**Assigned task 1**
Reproduce the passage from the article on Maryland's Kuwait reconstruction agreement starting with "One of them" and going on through "million in lumber.".
**Assigned task 2**
In the article on Maryland's Kuwait reconstruction agreement, what kind of company is McNamara Fabricators Inc.?

*** Passage provided Section Begins ***

ANNAPOLIS -- As Gov. William Donald Schaefer and the Kuwaiti ambassador put their signatures on an agreement yesterday giving Maryland companies preferential treatment in supplying goods and services for the reconstruction of war-torn Kuwait, businesses around the state were already negotiating to cash in on the accord.
One of them is McNamara Fabricators Inc., a Baltimore plate and structural steel company. Charles W. Thomas Jr., McNamara's president, said that the company is bidding on a $30 million order that would be its largest contract in 10 or 15 years.
Mr. Thomas said that the order would be so large that the company could not handle it alone and would have to find Maryland subcontractors to help.
Other deals being processed by local companies include supplying 60 railroad cars of wallboard for housing construction and an order for $5 million in lumber.
Under terms of the agreement signed by the governor and Kuwaiti Ambassador Saud Nasir al-Sabah, Maryland will be a primary procurement agent and will serve as a clearing house in processing Kuwait's purchasing orders.

*** Passage provided Section Ends ***
*** Listed records Section Begins ***

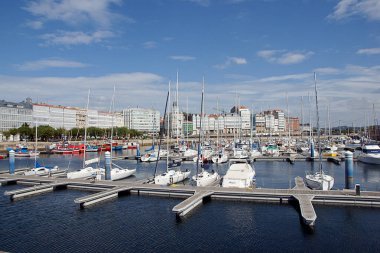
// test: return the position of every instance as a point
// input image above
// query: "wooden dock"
(194, 195)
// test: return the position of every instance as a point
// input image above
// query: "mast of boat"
(318, 127)
(177, 112)
(187, 121)
(301, 117)
(160, 135)
(112, 118)
(217, 132)
(200, 128)
(35, 149)
(287, 106)
(85, 131)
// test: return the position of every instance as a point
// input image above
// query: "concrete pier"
(101, 196)
(195, 195)
(190, 203)
(34, 190)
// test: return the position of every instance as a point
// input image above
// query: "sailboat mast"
(167, 137)
(85, 130)
(111, 112)
(35, 149)
(318, 127)
(200, 128)
(177, 112)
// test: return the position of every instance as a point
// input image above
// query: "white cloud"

*** Listed records Section Ends ***

**Written response 1**
One of them is McNamara Fabricators Inc., a Baltimore plate and structural steel company. Charles W. Thomas Jr., McNamara's president, said that the company is bidding on a $30 million order that would be its largest contract in 10 or 15 years.
Mr. Thomas said that the order would be so large that the company could not handle it alone and would have to find Maryland subcontractors to help.
Other deals being processed by local companies include supplying 60 railroad cars of wallboard for housing construction and an order for $5 million in lumber.

**Written response 2**
It is a Baltimore plate and structural steel company.